Start of Source material
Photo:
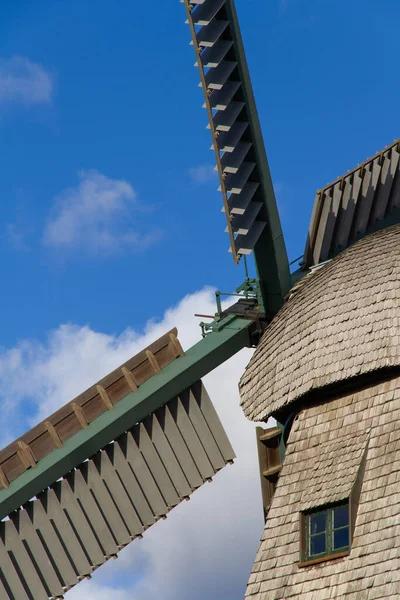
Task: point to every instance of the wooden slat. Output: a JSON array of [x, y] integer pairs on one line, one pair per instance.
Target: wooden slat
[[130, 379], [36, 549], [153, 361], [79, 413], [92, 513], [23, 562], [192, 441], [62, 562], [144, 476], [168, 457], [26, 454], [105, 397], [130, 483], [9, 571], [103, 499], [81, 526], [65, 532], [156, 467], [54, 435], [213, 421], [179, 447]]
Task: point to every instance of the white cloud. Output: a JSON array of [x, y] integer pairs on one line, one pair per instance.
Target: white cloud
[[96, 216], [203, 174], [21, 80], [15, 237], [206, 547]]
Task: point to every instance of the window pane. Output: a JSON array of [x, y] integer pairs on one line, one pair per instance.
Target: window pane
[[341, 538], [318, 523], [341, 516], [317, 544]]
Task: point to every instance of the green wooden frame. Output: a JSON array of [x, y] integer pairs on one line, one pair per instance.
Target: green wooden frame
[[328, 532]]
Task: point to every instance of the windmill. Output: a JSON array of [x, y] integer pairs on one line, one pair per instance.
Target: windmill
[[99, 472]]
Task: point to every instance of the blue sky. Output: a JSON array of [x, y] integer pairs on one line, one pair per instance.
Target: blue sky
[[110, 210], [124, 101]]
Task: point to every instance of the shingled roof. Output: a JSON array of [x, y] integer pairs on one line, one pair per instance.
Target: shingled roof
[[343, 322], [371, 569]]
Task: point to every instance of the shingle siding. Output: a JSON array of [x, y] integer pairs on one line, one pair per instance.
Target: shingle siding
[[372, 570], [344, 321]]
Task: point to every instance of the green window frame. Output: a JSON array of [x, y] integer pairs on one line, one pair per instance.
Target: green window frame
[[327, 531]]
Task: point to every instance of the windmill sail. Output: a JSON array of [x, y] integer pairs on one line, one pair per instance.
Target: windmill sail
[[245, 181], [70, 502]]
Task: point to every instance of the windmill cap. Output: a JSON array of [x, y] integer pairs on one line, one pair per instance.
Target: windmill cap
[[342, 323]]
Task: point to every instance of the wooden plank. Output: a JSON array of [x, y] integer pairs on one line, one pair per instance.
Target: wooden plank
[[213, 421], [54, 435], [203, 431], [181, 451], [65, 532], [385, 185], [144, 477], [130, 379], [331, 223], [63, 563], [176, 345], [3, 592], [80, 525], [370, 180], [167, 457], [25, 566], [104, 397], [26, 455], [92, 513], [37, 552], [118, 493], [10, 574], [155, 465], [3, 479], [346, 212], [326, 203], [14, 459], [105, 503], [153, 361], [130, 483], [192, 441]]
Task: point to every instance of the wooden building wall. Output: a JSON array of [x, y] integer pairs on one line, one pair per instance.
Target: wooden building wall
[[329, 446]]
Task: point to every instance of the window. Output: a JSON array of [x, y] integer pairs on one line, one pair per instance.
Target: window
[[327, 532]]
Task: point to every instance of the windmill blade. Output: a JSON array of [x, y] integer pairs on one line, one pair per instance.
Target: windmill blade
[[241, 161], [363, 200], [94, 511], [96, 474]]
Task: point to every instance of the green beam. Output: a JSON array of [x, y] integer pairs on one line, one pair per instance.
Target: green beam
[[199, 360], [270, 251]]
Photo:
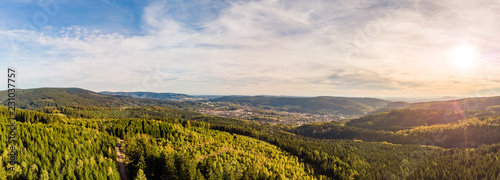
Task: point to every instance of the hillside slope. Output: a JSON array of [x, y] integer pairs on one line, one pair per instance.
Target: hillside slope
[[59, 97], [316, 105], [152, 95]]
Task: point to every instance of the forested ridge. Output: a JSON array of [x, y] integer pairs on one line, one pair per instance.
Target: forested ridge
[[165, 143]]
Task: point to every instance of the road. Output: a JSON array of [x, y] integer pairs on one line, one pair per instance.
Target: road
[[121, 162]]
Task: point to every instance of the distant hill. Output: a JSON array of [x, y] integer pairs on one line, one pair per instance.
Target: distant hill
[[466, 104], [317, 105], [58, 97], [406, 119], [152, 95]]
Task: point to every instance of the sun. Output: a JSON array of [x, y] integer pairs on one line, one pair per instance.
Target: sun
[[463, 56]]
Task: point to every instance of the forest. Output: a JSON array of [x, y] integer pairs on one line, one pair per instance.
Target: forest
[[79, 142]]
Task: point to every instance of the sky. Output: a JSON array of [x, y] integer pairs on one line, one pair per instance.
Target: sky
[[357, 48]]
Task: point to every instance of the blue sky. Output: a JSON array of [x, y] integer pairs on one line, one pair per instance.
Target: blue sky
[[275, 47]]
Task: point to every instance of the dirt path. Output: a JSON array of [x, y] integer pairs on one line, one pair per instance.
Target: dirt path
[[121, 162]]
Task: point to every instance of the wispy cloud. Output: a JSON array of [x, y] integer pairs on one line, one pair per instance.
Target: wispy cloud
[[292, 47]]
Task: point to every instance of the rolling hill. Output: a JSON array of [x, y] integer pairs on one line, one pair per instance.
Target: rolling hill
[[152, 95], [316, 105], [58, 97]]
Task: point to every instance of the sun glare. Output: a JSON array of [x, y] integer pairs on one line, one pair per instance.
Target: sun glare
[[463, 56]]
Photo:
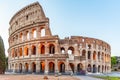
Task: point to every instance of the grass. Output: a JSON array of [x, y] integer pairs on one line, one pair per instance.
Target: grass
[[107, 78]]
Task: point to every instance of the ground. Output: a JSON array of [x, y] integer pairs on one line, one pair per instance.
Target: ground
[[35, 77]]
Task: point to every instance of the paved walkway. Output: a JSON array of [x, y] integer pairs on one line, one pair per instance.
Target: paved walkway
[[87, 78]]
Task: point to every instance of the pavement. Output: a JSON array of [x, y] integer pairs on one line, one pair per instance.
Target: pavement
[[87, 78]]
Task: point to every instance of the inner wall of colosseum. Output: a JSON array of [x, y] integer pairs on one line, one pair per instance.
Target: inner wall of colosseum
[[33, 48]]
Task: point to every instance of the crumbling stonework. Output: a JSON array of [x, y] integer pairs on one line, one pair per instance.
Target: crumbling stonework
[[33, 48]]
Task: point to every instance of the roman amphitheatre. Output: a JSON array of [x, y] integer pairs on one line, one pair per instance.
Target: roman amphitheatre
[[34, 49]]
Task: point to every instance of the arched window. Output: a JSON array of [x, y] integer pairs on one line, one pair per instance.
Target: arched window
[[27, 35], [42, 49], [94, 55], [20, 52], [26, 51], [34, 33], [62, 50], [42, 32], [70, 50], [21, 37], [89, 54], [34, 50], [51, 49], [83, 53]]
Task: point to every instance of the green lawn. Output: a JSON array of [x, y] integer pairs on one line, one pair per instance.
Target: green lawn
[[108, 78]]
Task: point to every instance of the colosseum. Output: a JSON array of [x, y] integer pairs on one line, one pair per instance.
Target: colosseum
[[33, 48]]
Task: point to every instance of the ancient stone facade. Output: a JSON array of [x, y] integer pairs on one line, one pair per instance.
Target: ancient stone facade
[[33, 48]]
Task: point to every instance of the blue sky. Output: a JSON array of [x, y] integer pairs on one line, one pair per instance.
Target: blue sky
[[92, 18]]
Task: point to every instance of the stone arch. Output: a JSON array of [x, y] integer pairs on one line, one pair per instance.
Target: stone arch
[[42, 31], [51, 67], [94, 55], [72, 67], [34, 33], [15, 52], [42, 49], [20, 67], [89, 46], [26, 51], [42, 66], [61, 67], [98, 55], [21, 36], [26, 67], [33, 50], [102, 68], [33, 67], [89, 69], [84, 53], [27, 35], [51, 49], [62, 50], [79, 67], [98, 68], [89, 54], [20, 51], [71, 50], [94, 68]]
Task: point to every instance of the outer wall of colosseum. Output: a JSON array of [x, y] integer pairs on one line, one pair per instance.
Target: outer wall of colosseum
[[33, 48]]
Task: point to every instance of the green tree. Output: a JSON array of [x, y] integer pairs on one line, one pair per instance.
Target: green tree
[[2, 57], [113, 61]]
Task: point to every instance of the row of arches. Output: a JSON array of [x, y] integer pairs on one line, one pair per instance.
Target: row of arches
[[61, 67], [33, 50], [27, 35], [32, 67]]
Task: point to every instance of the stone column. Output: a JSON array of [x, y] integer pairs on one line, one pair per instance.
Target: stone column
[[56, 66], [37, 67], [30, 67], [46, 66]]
End of Source material
§ **Instruction**:
Can you rewrite the listing from its start up to and including the line with "[[96, 216], [203, 174], [21, 80], [15, 237], [206, 547]]", with "wooden slat" replaced by "timber plank", everything else unchanged and the pictures left out?

§ **Exercise response**:
Photo:
Task: point to every instance of the timber plank. Output: a JSON array of [x, y] integer pairs on one line, one pair per instance.
Target: timber plank
[[130, 379], [36, 549], [153, 361], [79, 413], [92, 513], [23, 562], [192, 441], [62, 562], [144, 476], [168, 457], [26, 454], [105, 397], [130, 483], [9, 571], [103, 499], [81, 526], [65, 532], [156, 467], [54, 435], [213, 421], [179, 447]]
Task: point to every instance of the white cloud. Output: a JSON array of [x, y] integer pairs on one line, one pair per instance.
Target: white cloud
[[96, 216], [203, 174], [21, 80], [15, 237], [206, 547]]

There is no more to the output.